■ **Aim of the exercise**:
In the article on restaurant relief funding below, reproduce word for word the passage from "Local restaurant owners" to "reportedly run out.".

Local restaurant owners say they still haven’t got pandemic relief money, and they’re asking the federal government to replenish the fund that’s supposed to help.

Earlier this year, businesses began getting a portion of $28.6 billion in Restaurant Revitalization Funding set aside by the federal Small Business Administration. But that money has reportedly run out.

“Without that funding, we are not able to hire the people we need to hire,” said Jonathan Jennings of the Connecticut Wedding Group.

He said his company applied for relief at 12:01am the morning the fund opened up. But, it still hasn’t gotten a check.

“We are not able to pay the wages we want to pay, we are not able to repair things and invest in our infrastructure,” he said.

The Connecticut Restaurant Association said the federal dollars ran out as local restaurants have gotten just $301 million of roughly $780 million the Association says they need.

Jennings said that companies who were left out are now at a competitive disadvantage.

“Some of the people in the catering and private events sector in Connecticut have been funded while others have not been and the issue with that is that the ones who have been funded now have the resources to hire the staff, to deal with the increasing food costs, to pay higher wages, to repair and maintain their facilities to invest and additional marketing and advertising,” he said.

James Varano, the owner of Pig’s Eye Pub in Hartford, is feeling similarly left out.

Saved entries

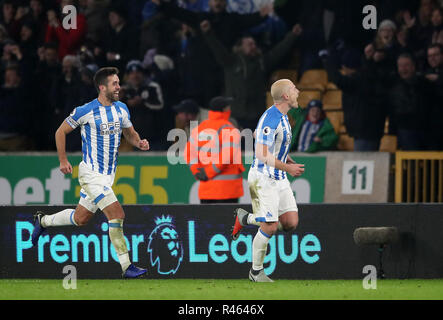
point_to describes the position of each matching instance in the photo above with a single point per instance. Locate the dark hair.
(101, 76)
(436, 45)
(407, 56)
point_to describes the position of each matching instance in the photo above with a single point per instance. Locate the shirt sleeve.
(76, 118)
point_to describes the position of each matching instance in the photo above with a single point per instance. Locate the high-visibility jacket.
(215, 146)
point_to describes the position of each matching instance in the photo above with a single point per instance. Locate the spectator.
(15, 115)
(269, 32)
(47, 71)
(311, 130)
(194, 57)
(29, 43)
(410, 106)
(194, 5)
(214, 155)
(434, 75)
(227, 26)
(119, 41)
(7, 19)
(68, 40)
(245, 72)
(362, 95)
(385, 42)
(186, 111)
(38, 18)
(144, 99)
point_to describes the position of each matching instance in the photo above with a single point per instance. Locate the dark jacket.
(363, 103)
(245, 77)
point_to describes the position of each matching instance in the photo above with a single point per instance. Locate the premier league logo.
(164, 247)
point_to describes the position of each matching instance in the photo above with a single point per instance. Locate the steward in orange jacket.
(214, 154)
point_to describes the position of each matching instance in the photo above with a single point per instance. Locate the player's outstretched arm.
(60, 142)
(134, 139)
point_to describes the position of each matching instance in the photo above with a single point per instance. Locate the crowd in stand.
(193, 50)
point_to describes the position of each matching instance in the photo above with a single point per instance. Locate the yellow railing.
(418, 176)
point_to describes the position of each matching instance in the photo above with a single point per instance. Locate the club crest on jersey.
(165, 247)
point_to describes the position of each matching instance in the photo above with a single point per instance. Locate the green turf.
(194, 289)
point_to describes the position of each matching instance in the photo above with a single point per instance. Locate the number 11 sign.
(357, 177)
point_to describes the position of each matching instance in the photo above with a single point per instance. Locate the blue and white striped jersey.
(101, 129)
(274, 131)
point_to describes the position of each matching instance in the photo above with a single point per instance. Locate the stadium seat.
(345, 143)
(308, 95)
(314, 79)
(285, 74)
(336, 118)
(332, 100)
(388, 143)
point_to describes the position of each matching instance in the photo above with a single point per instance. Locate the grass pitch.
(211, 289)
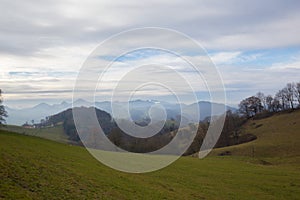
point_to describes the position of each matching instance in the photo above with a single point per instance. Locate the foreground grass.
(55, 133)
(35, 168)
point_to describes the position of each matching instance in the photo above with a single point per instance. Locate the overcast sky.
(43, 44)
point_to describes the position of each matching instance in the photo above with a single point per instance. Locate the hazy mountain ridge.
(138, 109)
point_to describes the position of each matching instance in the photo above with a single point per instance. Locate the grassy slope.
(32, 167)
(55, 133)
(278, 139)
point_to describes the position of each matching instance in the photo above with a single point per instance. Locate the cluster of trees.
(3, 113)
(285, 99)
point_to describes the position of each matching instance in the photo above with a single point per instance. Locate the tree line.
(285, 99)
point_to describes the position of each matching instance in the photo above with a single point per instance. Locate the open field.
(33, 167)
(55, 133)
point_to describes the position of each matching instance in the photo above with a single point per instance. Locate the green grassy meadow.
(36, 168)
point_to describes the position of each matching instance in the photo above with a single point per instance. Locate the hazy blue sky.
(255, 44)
--
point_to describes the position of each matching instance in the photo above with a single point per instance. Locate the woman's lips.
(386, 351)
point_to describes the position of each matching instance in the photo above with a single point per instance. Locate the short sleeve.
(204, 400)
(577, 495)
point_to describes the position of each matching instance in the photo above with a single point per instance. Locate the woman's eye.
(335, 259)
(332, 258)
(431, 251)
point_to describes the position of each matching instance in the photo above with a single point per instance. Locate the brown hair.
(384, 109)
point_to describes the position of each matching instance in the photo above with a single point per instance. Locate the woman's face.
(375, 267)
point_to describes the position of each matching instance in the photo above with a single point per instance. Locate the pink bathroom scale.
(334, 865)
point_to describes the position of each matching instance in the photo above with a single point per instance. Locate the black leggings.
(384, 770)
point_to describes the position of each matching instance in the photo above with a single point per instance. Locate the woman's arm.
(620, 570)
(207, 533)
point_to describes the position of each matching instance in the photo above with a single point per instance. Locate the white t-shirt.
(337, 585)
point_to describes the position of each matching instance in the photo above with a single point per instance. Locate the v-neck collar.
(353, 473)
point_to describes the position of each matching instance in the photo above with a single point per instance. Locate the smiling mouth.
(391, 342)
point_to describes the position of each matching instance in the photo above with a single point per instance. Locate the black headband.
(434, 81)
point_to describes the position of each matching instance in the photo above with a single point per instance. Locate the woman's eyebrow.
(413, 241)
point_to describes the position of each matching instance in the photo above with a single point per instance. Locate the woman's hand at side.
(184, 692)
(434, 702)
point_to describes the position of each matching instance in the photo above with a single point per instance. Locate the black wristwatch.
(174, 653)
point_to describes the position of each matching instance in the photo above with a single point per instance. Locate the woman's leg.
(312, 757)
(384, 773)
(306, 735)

■ **Exercise output**:
Local restaurant owners say they still haven’t got pandemic relief money, and they’re asking the federal government to replenish the fund that’s supposed to help.

Earlier this year, businesses began getting a portion of $28.6 billion in Restaurant Revitalization Funding set aside by the federal Small Business Administration. But that money has reportedly run out.